— Begin —

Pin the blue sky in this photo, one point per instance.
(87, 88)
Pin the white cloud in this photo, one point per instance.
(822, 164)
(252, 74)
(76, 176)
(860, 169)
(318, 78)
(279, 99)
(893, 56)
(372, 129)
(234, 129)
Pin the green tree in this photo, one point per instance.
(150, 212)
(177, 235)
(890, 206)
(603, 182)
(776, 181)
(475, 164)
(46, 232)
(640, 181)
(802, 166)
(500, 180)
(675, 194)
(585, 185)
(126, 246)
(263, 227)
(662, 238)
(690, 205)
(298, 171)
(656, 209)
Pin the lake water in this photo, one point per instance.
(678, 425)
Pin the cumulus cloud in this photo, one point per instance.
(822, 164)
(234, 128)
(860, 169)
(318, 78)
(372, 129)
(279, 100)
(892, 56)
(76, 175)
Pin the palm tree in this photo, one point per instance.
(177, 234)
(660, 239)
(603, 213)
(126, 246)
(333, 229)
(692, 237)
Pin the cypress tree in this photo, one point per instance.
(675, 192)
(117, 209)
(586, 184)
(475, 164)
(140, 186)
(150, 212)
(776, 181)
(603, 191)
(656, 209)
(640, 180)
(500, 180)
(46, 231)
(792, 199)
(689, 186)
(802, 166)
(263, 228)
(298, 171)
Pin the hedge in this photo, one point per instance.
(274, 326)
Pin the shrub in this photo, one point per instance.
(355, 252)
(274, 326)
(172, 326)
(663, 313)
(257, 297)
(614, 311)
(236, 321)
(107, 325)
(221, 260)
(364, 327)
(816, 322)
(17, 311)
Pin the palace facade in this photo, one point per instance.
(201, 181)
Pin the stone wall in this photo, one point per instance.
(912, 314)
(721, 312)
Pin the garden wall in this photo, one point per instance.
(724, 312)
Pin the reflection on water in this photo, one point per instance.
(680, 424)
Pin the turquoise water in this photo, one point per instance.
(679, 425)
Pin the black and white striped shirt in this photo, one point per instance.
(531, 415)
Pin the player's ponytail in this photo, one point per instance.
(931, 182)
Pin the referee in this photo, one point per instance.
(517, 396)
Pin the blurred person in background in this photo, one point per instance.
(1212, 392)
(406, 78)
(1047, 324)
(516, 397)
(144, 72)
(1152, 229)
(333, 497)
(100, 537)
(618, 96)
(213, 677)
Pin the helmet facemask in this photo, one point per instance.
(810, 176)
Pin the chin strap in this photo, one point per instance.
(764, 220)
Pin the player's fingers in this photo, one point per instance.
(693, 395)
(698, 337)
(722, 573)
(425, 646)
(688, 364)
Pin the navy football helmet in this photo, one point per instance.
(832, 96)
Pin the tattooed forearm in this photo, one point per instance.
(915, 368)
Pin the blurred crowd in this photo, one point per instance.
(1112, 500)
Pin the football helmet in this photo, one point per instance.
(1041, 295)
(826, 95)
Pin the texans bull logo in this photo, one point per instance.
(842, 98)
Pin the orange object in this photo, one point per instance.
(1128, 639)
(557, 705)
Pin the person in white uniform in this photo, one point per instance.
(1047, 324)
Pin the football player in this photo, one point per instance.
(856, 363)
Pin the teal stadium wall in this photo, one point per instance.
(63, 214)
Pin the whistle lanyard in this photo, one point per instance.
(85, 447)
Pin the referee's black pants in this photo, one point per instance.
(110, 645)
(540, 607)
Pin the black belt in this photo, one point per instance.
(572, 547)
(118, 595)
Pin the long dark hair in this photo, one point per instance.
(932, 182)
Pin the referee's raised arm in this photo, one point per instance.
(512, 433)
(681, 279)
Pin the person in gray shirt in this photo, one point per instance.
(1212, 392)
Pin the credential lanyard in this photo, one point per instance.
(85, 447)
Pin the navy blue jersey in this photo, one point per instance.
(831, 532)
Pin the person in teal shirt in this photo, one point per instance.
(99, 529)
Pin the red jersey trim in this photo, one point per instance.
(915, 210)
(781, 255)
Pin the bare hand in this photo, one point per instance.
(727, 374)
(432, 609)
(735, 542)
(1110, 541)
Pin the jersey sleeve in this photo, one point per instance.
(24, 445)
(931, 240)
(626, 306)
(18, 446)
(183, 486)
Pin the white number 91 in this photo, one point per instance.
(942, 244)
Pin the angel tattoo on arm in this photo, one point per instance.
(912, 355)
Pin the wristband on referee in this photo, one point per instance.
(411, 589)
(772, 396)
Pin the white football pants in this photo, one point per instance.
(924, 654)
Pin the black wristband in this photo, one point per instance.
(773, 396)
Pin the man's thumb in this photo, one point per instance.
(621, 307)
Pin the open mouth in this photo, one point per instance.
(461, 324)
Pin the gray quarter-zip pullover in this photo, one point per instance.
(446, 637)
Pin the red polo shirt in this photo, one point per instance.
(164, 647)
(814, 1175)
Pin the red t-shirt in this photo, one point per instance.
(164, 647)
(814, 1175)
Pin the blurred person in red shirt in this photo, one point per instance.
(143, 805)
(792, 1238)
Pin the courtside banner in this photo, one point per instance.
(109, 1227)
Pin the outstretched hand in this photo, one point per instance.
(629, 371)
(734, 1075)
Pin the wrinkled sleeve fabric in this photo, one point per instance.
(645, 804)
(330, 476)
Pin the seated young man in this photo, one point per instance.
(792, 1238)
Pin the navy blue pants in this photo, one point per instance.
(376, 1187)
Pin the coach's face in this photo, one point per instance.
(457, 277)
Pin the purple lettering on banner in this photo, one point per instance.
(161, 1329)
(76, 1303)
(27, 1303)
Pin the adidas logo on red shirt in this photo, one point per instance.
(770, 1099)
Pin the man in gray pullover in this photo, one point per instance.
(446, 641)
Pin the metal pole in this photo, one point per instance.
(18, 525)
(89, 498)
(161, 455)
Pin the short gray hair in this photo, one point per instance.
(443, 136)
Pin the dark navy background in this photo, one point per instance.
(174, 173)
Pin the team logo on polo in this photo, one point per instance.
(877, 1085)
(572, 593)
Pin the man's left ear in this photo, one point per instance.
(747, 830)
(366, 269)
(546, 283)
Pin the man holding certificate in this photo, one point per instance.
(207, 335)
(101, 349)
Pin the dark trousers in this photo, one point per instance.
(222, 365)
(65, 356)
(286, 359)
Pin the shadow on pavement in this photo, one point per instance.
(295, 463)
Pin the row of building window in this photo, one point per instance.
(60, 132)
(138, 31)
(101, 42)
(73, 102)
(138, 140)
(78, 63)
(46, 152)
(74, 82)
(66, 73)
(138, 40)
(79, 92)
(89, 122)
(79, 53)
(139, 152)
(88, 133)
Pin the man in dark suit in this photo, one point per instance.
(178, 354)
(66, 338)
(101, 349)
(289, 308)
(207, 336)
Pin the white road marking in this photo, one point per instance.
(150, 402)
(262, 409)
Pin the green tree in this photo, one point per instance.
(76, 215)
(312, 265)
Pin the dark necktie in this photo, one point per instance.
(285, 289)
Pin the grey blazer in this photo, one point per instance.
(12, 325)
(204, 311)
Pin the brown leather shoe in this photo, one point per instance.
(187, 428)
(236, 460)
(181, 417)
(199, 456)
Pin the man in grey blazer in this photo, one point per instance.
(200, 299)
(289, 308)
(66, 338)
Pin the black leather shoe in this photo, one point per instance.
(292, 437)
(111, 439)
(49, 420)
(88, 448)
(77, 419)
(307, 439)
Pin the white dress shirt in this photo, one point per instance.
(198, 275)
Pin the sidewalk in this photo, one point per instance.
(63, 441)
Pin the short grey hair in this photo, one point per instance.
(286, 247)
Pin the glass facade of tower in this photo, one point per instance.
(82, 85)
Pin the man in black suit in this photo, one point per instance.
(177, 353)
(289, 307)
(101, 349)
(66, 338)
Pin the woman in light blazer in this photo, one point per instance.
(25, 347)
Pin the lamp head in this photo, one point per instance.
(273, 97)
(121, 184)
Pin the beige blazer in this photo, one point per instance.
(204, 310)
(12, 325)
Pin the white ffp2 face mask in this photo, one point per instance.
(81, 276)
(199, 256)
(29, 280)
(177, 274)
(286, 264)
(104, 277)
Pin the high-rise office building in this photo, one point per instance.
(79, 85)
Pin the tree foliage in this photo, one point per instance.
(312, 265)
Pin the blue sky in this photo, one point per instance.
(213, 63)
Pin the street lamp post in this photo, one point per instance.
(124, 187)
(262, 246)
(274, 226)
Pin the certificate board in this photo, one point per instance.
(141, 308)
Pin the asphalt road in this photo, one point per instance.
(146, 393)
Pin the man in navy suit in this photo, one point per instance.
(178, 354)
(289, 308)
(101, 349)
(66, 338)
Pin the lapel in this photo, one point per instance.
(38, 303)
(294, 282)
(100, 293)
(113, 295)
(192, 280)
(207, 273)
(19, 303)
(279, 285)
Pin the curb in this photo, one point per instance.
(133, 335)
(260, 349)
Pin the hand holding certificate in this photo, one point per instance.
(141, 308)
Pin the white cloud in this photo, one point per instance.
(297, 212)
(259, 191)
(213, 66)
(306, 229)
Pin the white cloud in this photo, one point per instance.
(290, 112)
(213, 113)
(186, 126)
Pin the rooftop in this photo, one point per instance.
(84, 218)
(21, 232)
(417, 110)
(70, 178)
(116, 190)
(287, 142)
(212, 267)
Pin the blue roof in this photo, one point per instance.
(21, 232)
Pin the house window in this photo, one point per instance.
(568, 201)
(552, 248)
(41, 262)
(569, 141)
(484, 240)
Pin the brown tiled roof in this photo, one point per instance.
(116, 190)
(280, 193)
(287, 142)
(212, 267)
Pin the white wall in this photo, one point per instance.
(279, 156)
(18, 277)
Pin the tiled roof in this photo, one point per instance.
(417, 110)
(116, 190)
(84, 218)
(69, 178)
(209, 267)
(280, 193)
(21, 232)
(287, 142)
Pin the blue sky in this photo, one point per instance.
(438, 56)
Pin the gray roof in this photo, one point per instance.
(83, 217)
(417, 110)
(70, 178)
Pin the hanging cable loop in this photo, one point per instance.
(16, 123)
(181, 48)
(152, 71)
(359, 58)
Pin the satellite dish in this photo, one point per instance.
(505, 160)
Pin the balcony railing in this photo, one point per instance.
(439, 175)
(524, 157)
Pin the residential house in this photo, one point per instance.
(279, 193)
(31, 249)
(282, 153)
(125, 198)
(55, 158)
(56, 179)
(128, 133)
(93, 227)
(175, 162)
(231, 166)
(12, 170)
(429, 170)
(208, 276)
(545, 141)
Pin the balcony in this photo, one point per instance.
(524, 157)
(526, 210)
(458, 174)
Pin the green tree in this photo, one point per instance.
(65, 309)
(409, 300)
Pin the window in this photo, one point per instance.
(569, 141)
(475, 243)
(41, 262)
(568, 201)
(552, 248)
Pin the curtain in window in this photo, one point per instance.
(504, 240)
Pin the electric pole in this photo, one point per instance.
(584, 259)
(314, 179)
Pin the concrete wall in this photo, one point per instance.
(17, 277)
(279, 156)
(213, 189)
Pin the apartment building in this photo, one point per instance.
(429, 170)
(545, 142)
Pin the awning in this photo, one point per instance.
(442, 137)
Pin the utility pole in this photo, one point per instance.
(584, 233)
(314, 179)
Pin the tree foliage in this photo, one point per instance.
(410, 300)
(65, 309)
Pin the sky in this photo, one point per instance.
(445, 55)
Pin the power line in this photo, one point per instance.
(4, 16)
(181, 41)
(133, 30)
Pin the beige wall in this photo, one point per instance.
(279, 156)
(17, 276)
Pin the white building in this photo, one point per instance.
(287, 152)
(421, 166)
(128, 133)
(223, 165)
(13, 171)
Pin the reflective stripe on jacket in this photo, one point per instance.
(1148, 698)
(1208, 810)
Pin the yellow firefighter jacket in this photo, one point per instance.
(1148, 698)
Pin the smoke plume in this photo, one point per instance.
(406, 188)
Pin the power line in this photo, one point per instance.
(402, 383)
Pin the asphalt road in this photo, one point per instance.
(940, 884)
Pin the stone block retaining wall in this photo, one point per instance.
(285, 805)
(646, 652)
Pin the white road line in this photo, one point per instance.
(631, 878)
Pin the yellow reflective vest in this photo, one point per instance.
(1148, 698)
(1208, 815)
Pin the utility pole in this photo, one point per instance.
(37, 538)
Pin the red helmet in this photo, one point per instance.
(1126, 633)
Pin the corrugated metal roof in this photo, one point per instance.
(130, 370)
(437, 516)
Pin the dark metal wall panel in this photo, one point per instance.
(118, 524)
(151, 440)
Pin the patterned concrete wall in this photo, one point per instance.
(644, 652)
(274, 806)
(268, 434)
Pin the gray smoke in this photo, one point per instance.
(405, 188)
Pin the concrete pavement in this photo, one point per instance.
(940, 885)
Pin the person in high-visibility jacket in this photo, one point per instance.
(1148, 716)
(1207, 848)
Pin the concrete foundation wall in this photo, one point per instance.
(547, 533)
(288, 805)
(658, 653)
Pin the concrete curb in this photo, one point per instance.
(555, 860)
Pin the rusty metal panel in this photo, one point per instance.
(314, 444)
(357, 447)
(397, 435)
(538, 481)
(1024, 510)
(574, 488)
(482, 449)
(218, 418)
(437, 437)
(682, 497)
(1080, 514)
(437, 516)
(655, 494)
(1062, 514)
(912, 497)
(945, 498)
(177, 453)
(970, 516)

— End —

▶ _What the exercise asks_: Find the line with "Pin the reflective" in the listing above, then write out that line and each remaining line exactly, with no other text.

▶ _Written response_:
Pin the reflective stripe on jacket in this photo, one point per instance.
(1148, 698)
(1208, 810)
Pin the yellow firefighter jacket in this photo, one point per instance.
(1148, 698)
Pin the smoke plume in this photo, one point per instance.
(406, 188)
Pin the power line in this photo, one point per instance.
(402, 383)
Pin the asphalt road in this photo, one point per instance.
(940, 884)
Pin the stone block retaining wall in this photo, one point per instance.
(285, 805)
(646, 652)
Pin the white road line in this photo, one point per instance.
(631, 878)
Pin the yellow reflective vest in this photo, one point per instance.
(1148, 698)
(1208, 815)
Pin the utility pole in this photo, one point per instance.
(37, 538)
Pin the red helmet in this photo, one point per instance.
(1126, 633)
Pin the corrugated metal roof in this photo, one point per instance.
(130, 370)
(437, 516)
Pin the dark metal wall panel in this photo, one point per instance.
(118, 524)
(151, 440)
Pin the patterned concrete wall in this photo, one point per instance.
(644, 652)
(274, 806)
(268, 434)
Pin the gray smoke in this photo, one point per instance.
(405, 188)
Pin the concrete pavement in this photo, one point per instance.
(940, 885)
Pin the person in high-visibility jacket in this photo, one point per instance.
(1148, 716)
(1207, 848)
Pin the concrete foundation wall in this photo, one point per instance.
(547, 533)
(288, 805)
(658, 653)
Pin the concrete curb in this photo, one point per instance.
(555, 860)
Pin the rusty metal panel in this photo, one point per instance.
(314, 444)
(357, 447)
(397, 435)
(538, 481)
(1024, 510)
(574, 488)
(482, 449)
(218, 418)
(437, 437)
(682, 497)
(1080, 514)
(437, 516)
(655, 494)
(1062, 514)
(912, 497)
(945, 498)
(177, 453)
(970, 516)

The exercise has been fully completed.